Use hossenfelder as the canonical broker endpoint #12

New Issue

2026-05-10T11:23:05Z

claude-noether commented

2026-05-10 11:23:05 +00:00

Suggestion

Wire config.lua to use hossenfelder (the LXD-hosted LLM router on the boltzmann host) as the single broker endpoint, instead of the current direct-to-llamafile addressing.

Endpoint

http://hossenfelder.fritz.box:8082/v1/chat/completions

Hossenfelder is an OpenAI-compatible proxy that:

Routes by model field on POST.
Aggregates /v1/models from all reachable local backends + a curated cloud catalog.
Auto-routes cloud-prefixed model ids (anthropic/, openai/, mistralai/, qwen/, …) to OpenRouter via server-side Bearer auth — aish never sees the API key.
Tags responses with X-LLM-Backend so the actual route is observable.
Uses ThreadingHTTPServer (so multiple aish sessions / concurrent broker calls don't serialize).

Recommended `config.lua` brokers table

brokers = {
    cloud_opus = {
        url   = "http://hossenfelder.fritz.box:8082/v1/chat/completions",
        model = "anthropic/claude-opus-4.7",
    },
    cloud = {  -- default cloud preset
        url   = "http://hossenfelder.fritz.box:8082/v1/chat/completions",
        model = "anthropic/claude-sonnet-4.6",
    },
    cloud_haiku = {
        url   = "http://hossenfelder.fritz.box:8082/v1/chat/completions",
        model = "anthropic/claude-haiku-4.5",
    },
    chat = {  -- local 8B chat
        url   = "http://hossenfelder.fritz.box:8082/v1/chat/completions",
        model = "llama-3.1-8b-instruct",
    },
    chat_big = {  -- local 12B chat (slower, sharper)
        url   = "http://hossenfelder.fritz.box:8082/v1/chat/completions",
        model = "mistral-nemo-12b-instruct",
    },
    fast = {  -- always-up, ~10-15 t/s for snappy meta-questions
        url   = "http://hossenfelder.fritz.box:8082/v1/chat/completions",
        model = "qwen2.5-coder-1.5b-q4_k_m.gguf",
    },
    deep = {  -- only when dirac (data) is awake
        url   = "http://hossenfelder.fritz.box:8082/v1/chat/completions",
        model = "qwen-coder-7b-32k",
    },
}

Why over direct llamafile addressing

One URL in config, regardless of which physical box hosts which model.

## The problem
Please write down the hossenfelder issue text between "Wire config.lua to" and "calls don't serialize).", inclusive, word for word.

Referring expression data:

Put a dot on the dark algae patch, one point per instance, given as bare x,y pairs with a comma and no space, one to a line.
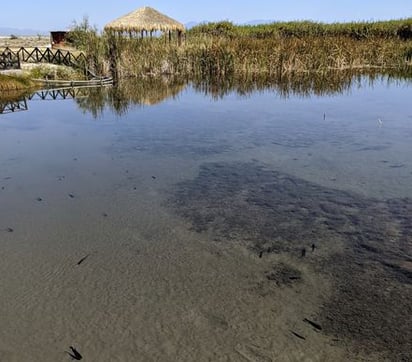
363,245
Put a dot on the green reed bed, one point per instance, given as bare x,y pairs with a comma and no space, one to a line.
222,56
223,49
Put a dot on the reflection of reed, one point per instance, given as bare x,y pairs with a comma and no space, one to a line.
147,91
302,84
12,102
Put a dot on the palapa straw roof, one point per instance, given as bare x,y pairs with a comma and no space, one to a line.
144,19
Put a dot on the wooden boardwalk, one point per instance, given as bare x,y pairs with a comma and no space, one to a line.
37,55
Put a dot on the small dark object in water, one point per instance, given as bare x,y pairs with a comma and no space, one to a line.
75,354
298,335
83,259
313,324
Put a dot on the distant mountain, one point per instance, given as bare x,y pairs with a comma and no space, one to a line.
21,32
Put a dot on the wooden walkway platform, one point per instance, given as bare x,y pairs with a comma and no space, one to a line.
37,55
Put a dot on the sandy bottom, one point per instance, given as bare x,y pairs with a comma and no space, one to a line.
136,239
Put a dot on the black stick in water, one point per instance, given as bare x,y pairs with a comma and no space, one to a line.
83,259
74,354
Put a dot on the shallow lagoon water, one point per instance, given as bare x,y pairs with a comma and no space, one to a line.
174,229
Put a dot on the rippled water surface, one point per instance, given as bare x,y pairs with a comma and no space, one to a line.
117,215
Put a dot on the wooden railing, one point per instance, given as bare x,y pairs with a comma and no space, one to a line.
9,61
37,55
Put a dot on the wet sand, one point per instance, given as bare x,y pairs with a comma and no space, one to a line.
155,238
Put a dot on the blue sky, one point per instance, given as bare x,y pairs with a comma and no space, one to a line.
57,15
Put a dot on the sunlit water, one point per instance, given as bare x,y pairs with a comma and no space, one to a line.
110,185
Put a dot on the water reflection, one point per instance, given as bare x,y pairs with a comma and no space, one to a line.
147,91
154,90
13,102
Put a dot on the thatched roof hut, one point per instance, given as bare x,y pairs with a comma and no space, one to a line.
145,19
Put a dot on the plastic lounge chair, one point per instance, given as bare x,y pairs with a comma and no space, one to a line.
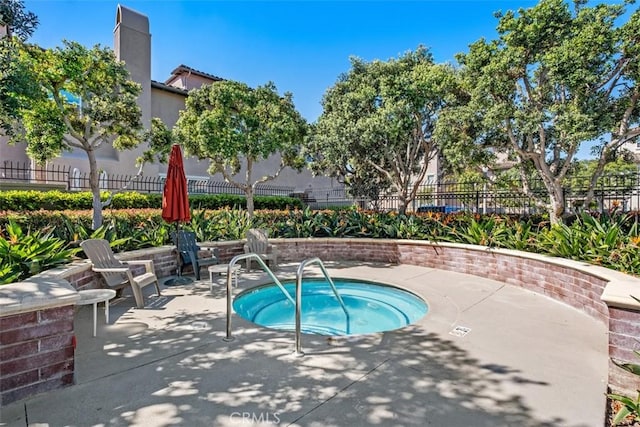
258,243
118,273
189,251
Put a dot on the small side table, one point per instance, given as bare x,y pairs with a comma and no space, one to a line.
221,269
94,296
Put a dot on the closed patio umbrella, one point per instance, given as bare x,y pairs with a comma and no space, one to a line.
175,202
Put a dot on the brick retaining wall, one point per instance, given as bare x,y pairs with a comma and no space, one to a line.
36,352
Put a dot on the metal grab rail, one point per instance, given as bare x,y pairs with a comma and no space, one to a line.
298,302
267,270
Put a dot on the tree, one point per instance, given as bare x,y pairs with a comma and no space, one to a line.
233,125
553,80
16,82
89,101
380,117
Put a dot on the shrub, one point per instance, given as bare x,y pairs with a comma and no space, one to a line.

## Task solution
Wire config.lua to use hossenfelder (the LXD-hosted LLM router on the boltzmann host) as the single broker endpoint, instead of the current direct-to-llamafile addressing.

Endpoint

http://hossenfelder.fritz.box:8082/v1/chat/completions

Hossenfelder is an OpenAI-compatible proxy that:

Routes by model field on POST.
Aggregates /v1/models from all reachable local backends + a curated cloud catalog.
Auto-routes cloud-prefixed model ids (anthropic/, openai/, mistralai/, qwen/, …) to OpenRouter via server-side Bearer auth — aish never sees the API key.
Tags responses with X-LLM-Backend so the actual route is observable.
Uses ThreadingHTTPServer (so multiple aish sessions / concurrent broker calls don't serialize).